::: Excerpted records :::

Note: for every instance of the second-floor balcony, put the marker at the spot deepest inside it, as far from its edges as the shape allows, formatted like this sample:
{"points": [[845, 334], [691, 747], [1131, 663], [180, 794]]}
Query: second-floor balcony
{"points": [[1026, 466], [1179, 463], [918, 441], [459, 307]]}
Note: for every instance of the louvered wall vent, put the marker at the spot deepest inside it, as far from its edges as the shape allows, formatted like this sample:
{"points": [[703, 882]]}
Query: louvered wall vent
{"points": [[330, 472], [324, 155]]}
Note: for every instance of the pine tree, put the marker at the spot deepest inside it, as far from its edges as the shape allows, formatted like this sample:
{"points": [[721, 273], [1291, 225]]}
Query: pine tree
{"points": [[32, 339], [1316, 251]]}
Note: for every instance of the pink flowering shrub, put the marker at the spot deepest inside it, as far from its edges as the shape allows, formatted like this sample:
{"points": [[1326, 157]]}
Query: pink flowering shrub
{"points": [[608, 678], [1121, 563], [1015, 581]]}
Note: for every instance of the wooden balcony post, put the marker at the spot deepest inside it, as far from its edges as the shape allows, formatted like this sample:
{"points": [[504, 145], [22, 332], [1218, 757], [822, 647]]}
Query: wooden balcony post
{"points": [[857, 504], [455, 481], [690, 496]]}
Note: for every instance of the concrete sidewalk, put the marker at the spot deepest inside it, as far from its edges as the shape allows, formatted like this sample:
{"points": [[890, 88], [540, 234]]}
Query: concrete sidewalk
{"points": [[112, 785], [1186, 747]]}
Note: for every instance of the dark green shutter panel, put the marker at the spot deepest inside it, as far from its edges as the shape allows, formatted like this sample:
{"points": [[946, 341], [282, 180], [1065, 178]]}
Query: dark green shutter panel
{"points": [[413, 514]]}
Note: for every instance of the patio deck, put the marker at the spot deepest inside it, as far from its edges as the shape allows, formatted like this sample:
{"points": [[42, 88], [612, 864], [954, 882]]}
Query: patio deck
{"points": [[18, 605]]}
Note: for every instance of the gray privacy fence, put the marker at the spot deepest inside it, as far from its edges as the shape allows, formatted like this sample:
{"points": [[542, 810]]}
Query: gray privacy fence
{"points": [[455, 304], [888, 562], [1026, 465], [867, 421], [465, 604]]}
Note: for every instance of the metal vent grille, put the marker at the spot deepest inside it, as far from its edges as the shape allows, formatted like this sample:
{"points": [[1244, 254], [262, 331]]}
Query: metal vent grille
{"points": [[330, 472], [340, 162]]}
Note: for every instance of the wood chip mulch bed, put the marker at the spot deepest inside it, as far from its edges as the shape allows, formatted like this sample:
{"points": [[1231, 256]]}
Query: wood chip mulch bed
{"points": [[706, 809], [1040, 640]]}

:::

**Prompt:**
Retype the listing above in full, with no alterations.

**Reply:**
Note: for every instance of the second-floor balcony, put the marker at the spot deepest inside it, as far from its edges as the shape allows, formatted like this sample:
{"points": [[845, 334], [691, 747], [1131, 663], [180, 794]]}
Query: second-floor balcony
{"points": [[1026, 466], [1179, 463], [918, 441], [459, 307]]}
Note: for every instance of the louvered wall vent, put the marker at the spot deepest inside it, as far from its edges as the shape allows, formatted like this sample:
{"points": [[703, 882]]}
Query: louvered wall vent
{"points": [[330, 472], [324, 155]]}
Note: for every instance of the pine tree, put the marker at the spot deepest inside it, as far from its edges as the shape allows, formatted like this sample:
{"points": [[721, 273], [1291, 225]]}
Query: pine tree
{"points": [[32, 339], [1316, 251]]}
Note: for every instance of the pink flowering shrub, put the marker at the spot deepest inside it, as far from its edges as the shape allows, formatted like this sample:
{"points": [[1326, 157]]}
Query: pink flowering shrub
{"points": [[608, 678], [1121, 563], [1015, 581]]}
Note: for every instance of the wooden balcony post, put the marker at the spot deepest inside it, as far from its edges as the shape allows, formatted like this sample:
{"points": [[504, 145], [22, 332], [1218, 757], [822, 647]]}
Query: wooden balcony post
{"points": [[857, 504], [455, 481], [690, 496]]}
Note: for every instance of the concrete sidewalk, put the marker at the spot deepest inside it, as far from its edges as the shape allows, formatted like this sample:
{"points": [[890, 88], [540, 234]]}
Query: concrete sidewalk
{"points": [[112, 785], [1186, 747]]}
Note: for every instance of the dark green shutter panel, put the marker at the spot deepest inside it, as far from its edges as the shape allows, formatted like this sample:
{"points": [[946, 341], [282, 180], [1065, 178]]}
Query: dark green shutter panel
{"points": [[413, 514]]}
Note: for every instance of the patio deck, put the marker at the spot deepest inside it, as far from its edges as the shape allows, formatted like this sample:
{"points": [[42, 88], [612, 864], [954, 882]]}
Query: patio deck
{"points": [[18, 605]]}
Note: for every instance of the gray privacy fence, put the marker at the spot deepest inside it, as far from its edges as the shape allows, formatted like this sample:
{"points": [[542, 810]]}
Query: gray privacy fence
{"points": [[455, 304], [888, 562], [1026, 465], [867, 421], [465, 604]]}
Note: for every instance of the metal vent grille, put the marker at the spot deepest inside it, as far from its edges as the shape allows, formatted like this sample:
{"points": [[1244, 254], [262, 331]]}
Query: metal vent grille
{"points": [[330, 472], [340, 162]]}
Note: for every instance of the wood chip mulch bed, put the marker at the spot deepest inside it, as far from its edges as the shape allows, formatted like this sample:
{"points": [[1231, 256]]}
Query: wood chip mulch bed
{"points": [[706, 809], [1040, 640]]}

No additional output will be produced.